▶ [Work instruction]: Set down each entry again exactly as written.

▶ [Information given]:
■ ■ ■ ■ ■

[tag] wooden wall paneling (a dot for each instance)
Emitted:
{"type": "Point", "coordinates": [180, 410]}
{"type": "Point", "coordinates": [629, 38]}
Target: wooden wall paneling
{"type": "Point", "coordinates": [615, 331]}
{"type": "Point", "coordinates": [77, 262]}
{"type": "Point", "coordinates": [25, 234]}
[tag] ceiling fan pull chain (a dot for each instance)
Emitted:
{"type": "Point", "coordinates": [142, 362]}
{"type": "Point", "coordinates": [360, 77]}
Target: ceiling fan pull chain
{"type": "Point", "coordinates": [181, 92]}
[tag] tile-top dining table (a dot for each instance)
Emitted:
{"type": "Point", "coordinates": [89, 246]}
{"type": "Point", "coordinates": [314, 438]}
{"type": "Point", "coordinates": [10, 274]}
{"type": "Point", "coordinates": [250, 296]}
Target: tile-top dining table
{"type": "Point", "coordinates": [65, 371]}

■ ■ ■ ■ ■

▶ [Response below]:
[tag] wooden wall paneling (a dot for each instance)
Emitted:
{"type": "Point", "coordinates": [180, 410]}
{"type": "Point", "coordinates": [629, 38]}
Target: wooden wall paneling
{"type": "Point", "coordinates": [615, 331]}
{"type": "Point", "coordinates": [77, 262]}
{"type": "Point", "coordinates": [25, 234]}
[tag] ceiling fan pull chain (a dot for each instance)
Emitted:
{"type": "Point", "coordinates": [142, 362]}
{"type": "Point", "coordinates": [360, 77]}
Target: ceiling fan pull chain
{"type": "Point", "coordinates": [181, 92]}
[tag] tile-top dining table (a dot for each instance)
Emitted:
{"type": "Point", "coordinates": [89, 246]}
{"type": "Point", "coordinates": [314, 438]}
{"type": "Point", "coordinates": [10, 274]}
{"type": "Point", "coordinates": [250, 296]}
Target: tile-top dining table
{"type": "Point", "coordinates": [65, 371]}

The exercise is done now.